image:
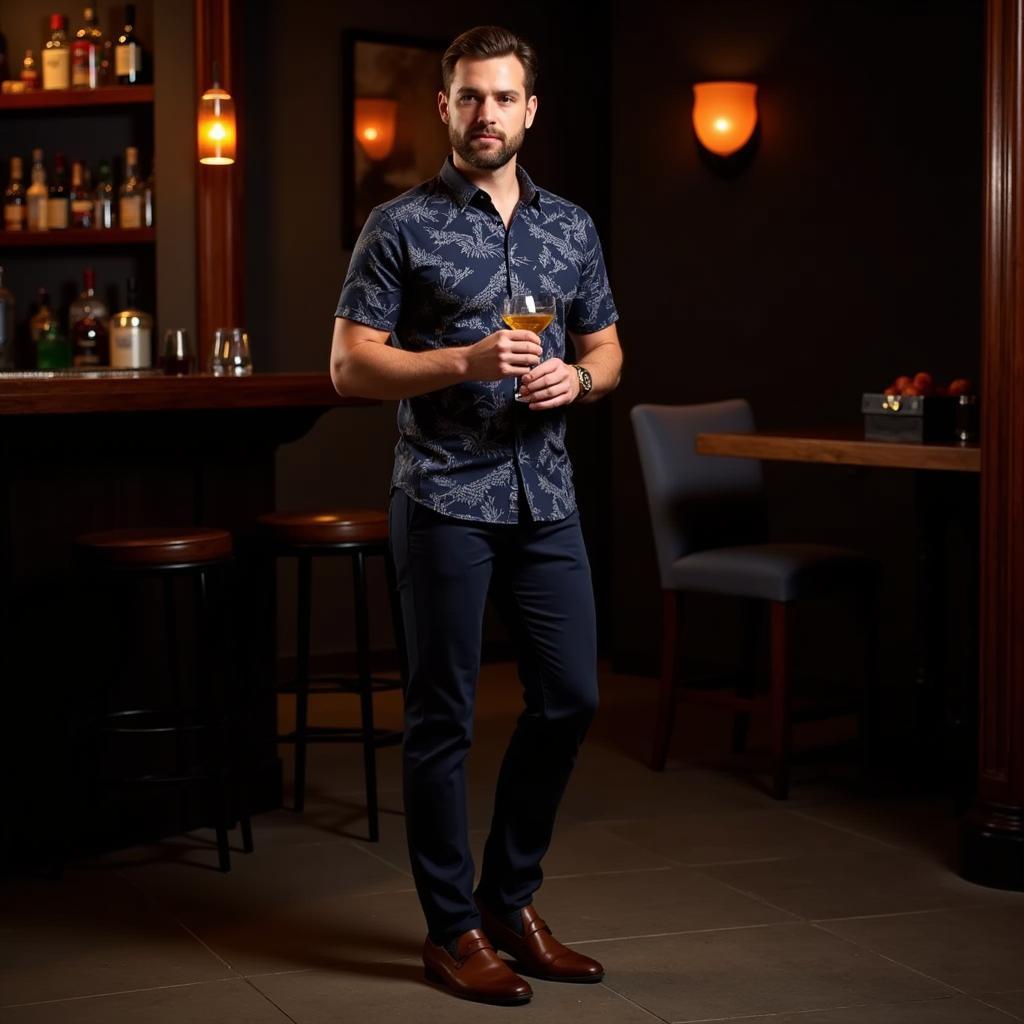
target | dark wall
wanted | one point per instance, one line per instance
(846, 252)
(295, 261)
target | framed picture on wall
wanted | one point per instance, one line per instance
(392, 137)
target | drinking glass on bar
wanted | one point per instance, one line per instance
(177, 357)
(230, 353)
(527, 311)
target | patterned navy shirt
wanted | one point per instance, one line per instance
(432, 266)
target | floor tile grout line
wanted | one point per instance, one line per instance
(376, 856)
(259, 991)
(752, 895)
(121, 991)
(813, 1010)
(639, 1006)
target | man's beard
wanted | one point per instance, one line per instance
(485, 160)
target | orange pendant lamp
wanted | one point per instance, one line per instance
(375, 126)
(725, 115)
(215, 125)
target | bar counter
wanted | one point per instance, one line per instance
(83, 453)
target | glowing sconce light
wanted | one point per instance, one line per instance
(217, 133)
(375, 121)
(725, 115)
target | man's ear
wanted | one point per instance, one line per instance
(530, 111)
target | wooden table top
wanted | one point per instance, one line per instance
(31, 395)
(841, 449)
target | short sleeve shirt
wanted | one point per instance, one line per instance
(432, 266)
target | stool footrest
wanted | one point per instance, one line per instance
(341, 734)
(340, 684)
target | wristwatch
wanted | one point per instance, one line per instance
(586, 381)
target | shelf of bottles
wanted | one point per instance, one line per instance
(77, 236)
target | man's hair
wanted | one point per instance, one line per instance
(489, 41)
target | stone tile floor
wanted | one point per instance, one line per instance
(706, 900)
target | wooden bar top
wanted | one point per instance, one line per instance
(119, 392)
(841, 449)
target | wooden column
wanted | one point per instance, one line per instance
(993, 829)
(219, 229)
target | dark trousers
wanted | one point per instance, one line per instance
(539, 578)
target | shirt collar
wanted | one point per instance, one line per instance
(464, 192)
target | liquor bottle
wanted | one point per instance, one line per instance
(38, 195)
(80, 197)
(56, 55)
(14, 203)
(6, 326)
(30, 73)
(57, 203)
(130, 199)
(52, 350)
(4, 67)
(148, 196)
(41, 318)
(102, 200)
(85, 52)
(128, 52)
(87, 321)
(131, 334)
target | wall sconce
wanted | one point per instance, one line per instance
(215, 125)
(375, 122)
(725, 115)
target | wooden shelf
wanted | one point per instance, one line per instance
(55, 99)
(78, 237)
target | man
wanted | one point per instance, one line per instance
(482, 500)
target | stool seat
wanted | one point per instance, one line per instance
(156, 546)
(325, 528)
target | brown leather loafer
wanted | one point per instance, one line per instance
(477, 973)
(537, 951)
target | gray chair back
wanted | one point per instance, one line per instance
(696, 502)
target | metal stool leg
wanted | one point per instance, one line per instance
(302, 678)
(366, 690)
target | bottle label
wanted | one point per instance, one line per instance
(81, 212)
(13, 217)
(56, 69)
(128, 59)
(83, 65)
(131, 347)
(56, 213)
(131, 211)
(37, 213)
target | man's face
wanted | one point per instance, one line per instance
(487, 111)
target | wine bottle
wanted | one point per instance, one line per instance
(130, 199)
(30, 73)
(38, 195)
(85, 52)
(80, 197)
(57, 202)
(88, 326)
(56, 55)
(14, 202)
(131, 334)
(102, 200)
(6, 326)
(128, 52)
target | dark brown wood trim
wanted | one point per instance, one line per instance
(993, 829)
(842, 450)
(219, 229)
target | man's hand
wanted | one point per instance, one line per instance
(552, 384)
(504, 353)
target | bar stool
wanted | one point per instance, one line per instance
(355, 534)
(121, 560)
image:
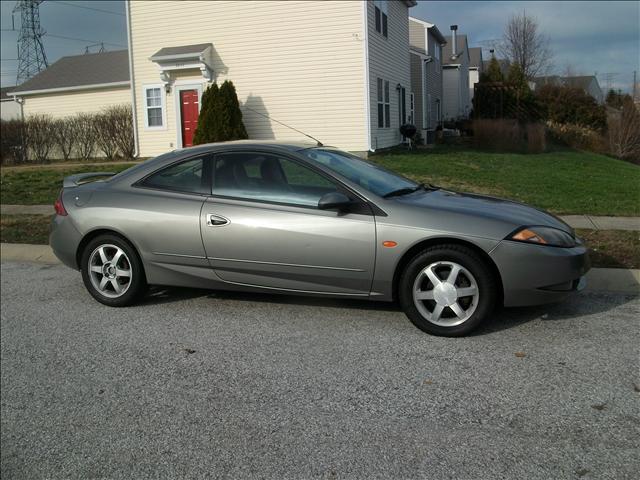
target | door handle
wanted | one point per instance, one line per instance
(216, 220)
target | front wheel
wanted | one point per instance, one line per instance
(447, 290)
(112, 271)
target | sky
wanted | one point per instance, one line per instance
(585, 37)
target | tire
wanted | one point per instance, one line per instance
(439, 306)
(118, 284)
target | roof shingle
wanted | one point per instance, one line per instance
(81, 71)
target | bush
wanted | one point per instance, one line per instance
(120, 120)
(12, 142)
(105, 135)
(572, 106)
(64, 136)
(220, 116)
(83, 130)
(624, 133)
(40, 137)
(578, 137)
(507, 135)
(536, 138)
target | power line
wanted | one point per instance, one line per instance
(32, 58)
(86, 8)
(84, 40)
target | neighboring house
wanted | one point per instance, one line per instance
(589, 84)
(456, 103)
(476, 67)
(426, 44)
(338, 71)
(9, 107)
(78, 84)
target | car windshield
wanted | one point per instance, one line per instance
(369, 176)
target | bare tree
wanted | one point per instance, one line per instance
(121, 125)
(65, 138)
(40, 137)
(105, 135)
(524, 44)
(624, 132)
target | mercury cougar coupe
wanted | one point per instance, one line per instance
(311, 220)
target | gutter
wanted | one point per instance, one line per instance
(136, 143)
(367, 84)
(18, 93)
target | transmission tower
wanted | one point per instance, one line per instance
(31, 56)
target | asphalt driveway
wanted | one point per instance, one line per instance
(198, 384)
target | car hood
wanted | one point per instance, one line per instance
(494, 210)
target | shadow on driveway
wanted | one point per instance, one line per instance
(503, 318)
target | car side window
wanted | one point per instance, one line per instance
(188, 176)
(268, 178)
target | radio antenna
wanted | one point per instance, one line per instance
(319, 143)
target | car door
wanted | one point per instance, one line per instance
(262, 227)
(164, 210)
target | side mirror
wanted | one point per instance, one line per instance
(334, 201)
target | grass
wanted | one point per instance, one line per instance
(612, 248)
(609, 248)
(563, 182)
(32, 229)
(40, 186)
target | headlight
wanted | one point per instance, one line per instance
(544, 236)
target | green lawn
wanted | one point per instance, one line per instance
(564, 182)
(40, 185)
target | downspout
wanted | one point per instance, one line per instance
(367, 84)
(136, 151)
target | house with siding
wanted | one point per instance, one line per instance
(476, 67)
(456, 103)
(10, 109)
(77, 84)
(425, 51)
(338, 71)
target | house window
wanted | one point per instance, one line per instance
(384, 107)
(412, 109)
(402, 105)
(154, 106)
(381, 16)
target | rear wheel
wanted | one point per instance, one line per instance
(447, 290)
(112, 271)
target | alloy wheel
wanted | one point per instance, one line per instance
(110, 270)
(446, 293)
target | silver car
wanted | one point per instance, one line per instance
(311, 220)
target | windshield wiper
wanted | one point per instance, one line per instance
(404, 191)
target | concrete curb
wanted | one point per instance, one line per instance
(27, 210)
(616, 280)
(23, 252)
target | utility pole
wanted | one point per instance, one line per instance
(31, 56)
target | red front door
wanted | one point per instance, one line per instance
(189, 115)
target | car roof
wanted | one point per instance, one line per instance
(270, 144)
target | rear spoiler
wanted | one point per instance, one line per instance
(80, 178)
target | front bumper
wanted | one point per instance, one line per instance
(64, 240)
(536, 274)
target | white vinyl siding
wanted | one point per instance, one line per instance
(65, 104)
(299, 62)
(389, 60)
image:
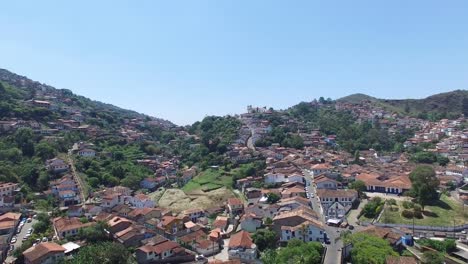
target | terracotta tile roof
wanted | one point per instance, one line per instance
(321, 166)
(336, 193)
(382, 232)
(224, 262)
(160, 248)
(400, 260)
(235, 201)
(117, 220)
(241, 240)
(34, 254)
(64, 224)
(220, 222)
(142, 211)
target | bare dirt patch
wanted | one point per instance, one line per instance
(177, 200)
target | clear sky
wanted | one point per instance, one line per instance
(182, 60)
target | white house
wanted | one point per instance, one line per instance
(142, 201)
(86, 153)
(272, 178)
(320, 168)
(250, 222)
(111, 200)
(56, 165)
(323, 182)
(306, 231)
(336, 203)
(241, 247)
(7, 188)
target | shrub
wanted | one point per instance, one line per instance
(392, 202)
(417, 208)
(407, 213)
(408, 205)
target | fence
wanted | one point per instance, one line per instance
(418, 227)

◆ **Goal**:
Pictures are excluded; copy every other part of the records exactly.

◆ **Written response**:
image:
target | dark wall
wanted | one point per instance, one line per instance
(846, 252)
(295, 261)
target | framed picture on wall
wanted | one point per instance, one line per instance
(392, 137)
target | drinking glass on bar
wanted | one point per instance, one line per instance
(177, 357)
(230, 353)
(527, 311)
target | patterned navy shirt
wanted | one point per instance, one line per instance
(432, 266)
target | floor tile grout line
wanted | one point per instance, one line per instance
(376, 856)
(259, 991)
(752, 895)
(121, 991)
(813, 1010)
(639, 1006)
target | man's beard
wanted | one point per instance, one line per instance
(485, 160)
target | orange pendant lamp
wanted | one point per instance, one line per instance
(375, 126)
(725, 115)
(215, 125)
target | bar counter
wanted | one point per instance, one line per instance
(83, 453)
target | glowing sconce light
wanted | one point per instance, one line per instance
(217, 133)
(375, 121)
(725, 115)
target | man's ear
wanted | one point per instance, one line per instance
(530, 111)
target | wooden table top
wanted | one point per instance, one line per instance
(31, 395)
(841, 449)
target | short sleeve shirt
wanted | one point per instance, one line per instance
(432, 266)
target | stool footrest
wanted | one point per instance, one line per instance
(341, 734)
(340, 684)
target | wristwatch
wanted | one point per instance, one line per instance
(586, 381)
target | shelf of bottles
wanted | one point per instance, one line per instance
(77, 236)
target | man's hair
wanted | one point per instance, one line per instance
(489, 41)
target | stone tile floor
wanted | one point per instance, one line per instance
(706, 900)
target | wooden bar top
wanted | one point per instance, one line per instance
(119, 392)
(841, 449)
target | wooden column
wanted | one point per instance, one line per instance
(993, 829)
(219, 229)
target | dark trousers
wanted | one point per instance, one line per instance
(539, 578)
target | shirt collar
wanted | one point per instance, one line per instance
(464, 192)
target | liquor bottle
wanted | one point per instance, one line per instance
(38, 195)
(80, 197)
(56, 55)
(14, 203)
(6, 326)
(30, 73)
(57, 203)
(130, 199)
(52, 350)
(4, 67)
(148, 196)
(41, 318)
(102, 200)
(85, 52)
(128, 52)
(87, 321)
(131, 334)
target | wall sconce
wanted | one point per instance, one line per instance
(215, 125)
(375, 122)
(725, 115)
target | wooden shelf
wanted | one point per instance, one line per instance
(55, 99)
(78, 237)
target | man
wanted | one point per instance, one line per instance
(482, 500)
target | stool seat
wanted | one point per instance, one line per instance
(156, 546)
(325, 528)
target | brown leather loafer
wanted | one point per instance, one line per instance
(477, 973)
(537, 951)
target | gray chair back
wanted | one point per instance, one line per instance
(696, 502)
target | metal stool leg
wanted | one point per instance, one line per instance
(302, 678)
(366, 690)
target | bottle label
wanted | one point per instance, one line per instance
(81, 212)
(13, 217)
(56, 69)
(128, 59)
(83, 65)
(131, 347)
(56, 213)
(131, 211)
(37, 213)
target | man's face
wanted | one point per instance, one line per instance
(487, 111)
target | wine bottle
wanted | one point per instance, one line per instance
(130, 199)
(30, 73)
(38, 195)
(85, 52)
(80, 197)
(57, 202)
(88, 326)
(56, 55)
(14, 202)
(131, 334)
(102, 200)
(6, 326)
(128, 52)
target | dark brown wood trim
wanted | one point per instance, one line per instance
(993, 829)
(842, 450)
(219, 229)
target | man's hand
wanted | one point per instance, one line per instance
(552, 384)
(504, 353)
target | bar stool
wanted | one point per instance, one line per instance
(355, 534)
(121, 560)
image:
target | door handle
wanted | one point per instance, one line per instance
(216, 220)
target | front wheel
wanted | one point per instance, one line per instance
(447, 290)
(112, 271)
target | sky
wanted | one point per instance, one line per instance
(585, 37)
target | tire
wanted | one point per instance, one line per instance
(439, 306)
(118, 284)
target | roof shingle
wanted | one point per instance, one line per instance
(81, 71)
target | bush
wanted | one point per instance, one line per instance
(120, 120)
(12, 142)
(105, 135)
(572, 106)
(64, 136)
(220, 116)
(83, 130)
(624, 133)
(40, 137)
(578, 137)
(507, 135)
(536, 138)
target | power line
wanted | one point per instance, one line per instance
(32, 58)
(86, 8)
(84, 40)
target | neighboring house
wanted | one point per instance, one line per instance
(589, 84)
(456, 103)
(476, 67)
(426, 44)
(338, 71)
(9, 107)
(78, 84)
target | car windshield
wanted | one point per instance, one line per instance
(369, 176)
target | bare tree
wanted | one point per instance, one line per instance
(121, 125)
(65, 138)
(40, 137)
(105, 135)
(524, 44)
(624, 132)
target | mercury cougar coupe
wanted | one point per instance, one line per instance
(311, 220)
target | gutter
wanted | one point per instance, one line per instance
(136, 143)
(367, 84)
(18, 93)
target | transmission tower
wanted | one point per instance, one line per instance
(31, 56)
target | asphalt driveway
wanted | one point per instance, one line per instance
(198, 384)
target | car hood
wanted | one point per instance, one line per instance
(494, 210)
target | shadow on driveway
wanted | one point per instance, one line per instance
(503, 318)
target | car side window
wanted | one point per instance, one line per instance
(188, 176)
(268, 178)
target | radio antenna
wanted | one point per instance, one line per instance
(319, 143)
target | car door
wanted | one point per instance, one line per instance
(262, 227)
(164, 210)
target | side mirror
wanted | one point per instance, one line per instance
(334, 201)
target | grass
wanted | one point per instance, one line per instance
(612, 248)
(609, 248)
(563, 182)
(32, 229)
(40, 186)
target | headlight
wanted | one point per instance, one line per instance
(544, 236)
target | green lawn
wanted | one point per instance, one line per instance
(564, 182)
(40, 185)
target | downspout
wanted | one point per instance, one line per instance
(367, 84)
(136, 151)
target | house with siding
wanted | one point per instance, one line per instance
(476, 67)
(456, 103)
(10, 109)
(77, 84)
(425, 51)
(338, 71)
target | house window
wanted | one point per instance, one line per instance
(384, 107)
(412, 109)
(402, 105)
(154, 106)
(381, 16)
target | rear wheel
wanted | one point per instance, one line per instance
(447, 290)
(112, 271)
target | alloy wheel
wanted | one point per instance, one line per instance
(110, 270)
(446, 293)
target | silver car
wanted | one point per instance, one line per instance
(311, 220)
target | windshield wiper
wanted | one point per instance, one line per instance
(404, 191)
target | concrete curb
wanted | one point per instance, one line per instance
(27, 210)
(616, 280)
(23, 252)
target | utility pole
wanted | one point per instance, one line per instance
(31, 56)
target | red front door
wanted | one point per instance, one line per instance
(189, 115)
target | car roof
wanted | one point per instance, one line per instance
(270, 144)
target | rear spoiler
wanted | one point per instance, one line per instance
(80, 178)
target | front bumper
wanted | one point per instance, one line per instance
(64, 240)
(536, 274)
target | white vinyl siding
wanted | one point per instance, one line per instance
(65, 104)
(299, 62)
(389, 60)
image:
target | terracotta tile roof
wanted | one point per instance, one line per instance
(321, 166)
(336, 193)
(382, 232)
(224, 262)
(160, 248)
(400, 260)
(235, 201)
(117, 220)
(241, 240)
(34, 254)
(64, 224)
(220, 222)
(142, 211)
target | bare dirt patch
wanted | one point per instance, one line per instance
(177, 200)
target | clear sky
wanted | one point per instance, one line per instance
(182, 60)
target | white house
wanted | one point per instance, one line per instance
(142, 201)
(86, 153)
(272, 178)
(320, 168)
(250, 222)
(111, 200)
(56, 165)
(323, 182)
(306, 231)
(336, 203)
(241, 247)
(7, 188)
target | shrub
wanted | one point per instance, one line per instance
(392, 202)
(417, 208)
(407, 213)
(408, 205)
target | fence
wanted | one point per instance, one line per instance
(418, 227)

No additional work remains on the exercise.